* _TAREFAS A REALIZAR_
1) Liste todas as reações que, segundo o texto sobre violência doméstica, compõem a resposta das pessoas aos eventos traumáticos.
2) Dê continuidade ao texto sobre violência doméstica a partir da última frase apresentada.

Sabemos que mulheres e crianças que sofrem consequências da violência doméstica não são malucas ou anormais. A verdade é que simplesmente estão afetadas por eventos cruéis que alteram as suas vidas e destroem o seu bem-estar, e o sofrimento pessoal após tais eventos traumáticos necessita de atenção pessoal.

É possível definir essas vivências como um trauma por envolver todos os eventos ou ações que podem resultar em morte, lesões sérias ou ameaças à integridade física ou psicológica de si, ou de outros. Portanto, a resposta dessas pessoas a esses eventos envolve medo intenso, sensação de desamparo e horror. Mas é necessário distinguir os eventos que ocorrem uma vez, limitados no tempo, como um acidente de carro ou uma doença grave, e os eventos que não estão isolados e ocorrem numa situação de média ou longa duração, como a violência doméstica. Nesse caso, o exemplo citado é uma violência de longa duração, onde passaram anos experimentando aquela angústia.

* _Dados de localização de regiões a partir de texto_
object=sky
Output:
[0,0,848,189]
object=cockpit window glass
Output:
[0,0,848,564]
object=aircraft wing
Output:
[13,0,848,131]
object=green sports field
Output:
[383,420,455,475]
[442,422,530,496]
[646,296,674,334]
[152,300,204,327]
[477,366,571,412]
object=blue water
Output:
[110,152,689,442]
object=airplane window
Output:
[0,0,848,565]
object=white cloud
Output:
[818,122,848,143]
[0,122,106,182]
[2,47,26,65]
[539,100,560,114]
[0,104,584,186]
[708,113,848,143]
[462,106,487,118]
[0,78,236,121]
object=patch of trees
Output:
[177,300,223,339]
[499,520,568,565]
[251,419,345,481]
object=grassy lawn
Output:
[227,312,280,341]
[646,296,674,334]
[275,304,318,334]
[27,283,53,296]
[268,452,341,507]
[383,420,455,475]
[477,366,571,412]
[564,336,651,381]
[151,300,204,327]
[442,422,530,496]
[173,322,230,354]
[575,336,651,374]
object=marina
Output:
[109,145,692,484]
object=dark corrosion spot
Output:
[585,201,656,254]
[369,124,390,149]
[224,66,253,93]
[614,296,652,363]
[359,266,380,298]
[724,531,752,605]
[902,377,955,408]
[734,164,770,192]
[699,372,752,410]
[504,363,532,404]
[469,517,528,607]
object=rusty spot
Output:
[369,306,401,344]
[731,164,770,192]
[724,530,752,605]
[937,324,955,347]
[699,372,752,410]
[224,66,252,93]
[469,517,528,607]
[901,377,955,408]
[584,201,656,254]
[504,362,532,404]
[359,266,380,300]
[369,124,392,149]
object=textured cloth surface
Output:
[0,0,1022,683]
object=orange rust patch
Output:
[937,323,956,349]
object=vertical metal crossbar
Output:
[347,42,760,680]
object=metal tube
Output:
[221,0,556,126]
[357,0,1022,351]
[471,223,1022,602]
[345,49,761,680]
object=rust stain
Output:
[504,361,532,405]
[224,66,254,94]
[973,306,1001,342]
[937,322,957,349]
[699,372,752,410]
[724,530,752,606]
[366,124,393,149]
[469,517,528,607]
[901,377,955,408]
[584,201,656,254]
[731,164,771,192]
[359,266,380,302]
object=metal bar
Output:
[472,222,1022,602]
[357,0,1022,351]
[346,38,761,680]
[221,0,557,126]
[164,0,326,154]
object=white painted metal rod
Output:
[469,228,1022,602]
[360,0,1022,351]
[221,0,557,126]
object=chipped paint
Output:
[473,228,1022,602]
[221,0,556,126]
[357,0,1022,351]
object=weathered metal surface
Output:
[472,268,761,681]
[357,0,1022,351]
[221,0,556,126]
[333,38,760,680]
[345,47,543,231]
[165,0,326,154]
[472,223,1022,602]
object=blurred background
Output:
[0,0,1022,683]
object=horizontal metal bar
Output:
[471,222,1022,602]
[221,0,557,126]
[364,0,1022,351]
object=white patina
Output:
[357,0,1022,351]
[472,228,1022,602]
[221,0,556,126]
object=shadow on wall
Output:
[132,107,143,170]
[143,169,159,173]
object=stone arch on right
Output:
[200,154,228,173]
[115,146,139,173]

* _RESPOSTAS ESPERADAS_
1) Medo intenso; sensação de desamparo; horror.

2)
Para você compreender melhor, os traumas de Tipo I são os produzidos de eventos singulares, únicos, enquanto os traumas de Tipo II resultam da exposição prolongada a repetidas situações estressantes. Algumas reações normais que podem ser esperadas após sobreviver experiências traumáticas são lembranças de vivências dos eventos, pesadelos, vigilância constante, medo, ansiedade, tristeza, agressividade, raiva, desespero, culpa, abuso na ingestão de medicamentos e/ou outras substâncias, falar demais, problemas sexuais, dores no corpo, falta de confiança nos outros e isolamento.

A razão para estas respostas serem tão fortes é devido aos sobreviventes sentirem como se a experiência estivesse aprisionada em seus corpos e mentes. Foi algo tão horrível e doloroso que muitos apenas tentam esquecer ou evitar pensar no que ocorreu, algo muito comum entre sobreviventes de traumas. Em geral, oscilam entre tentativas de esquecer o ocorrido e entre serem assolados com recordações intensas do evento, reação completamente normal com duração de dias ou semanas. Mas quando uma mulher recebe apoio de sua família ou de outras pessoas, é possível passar a compreender suas reações e não sentir que ‘está enlouquecendo’.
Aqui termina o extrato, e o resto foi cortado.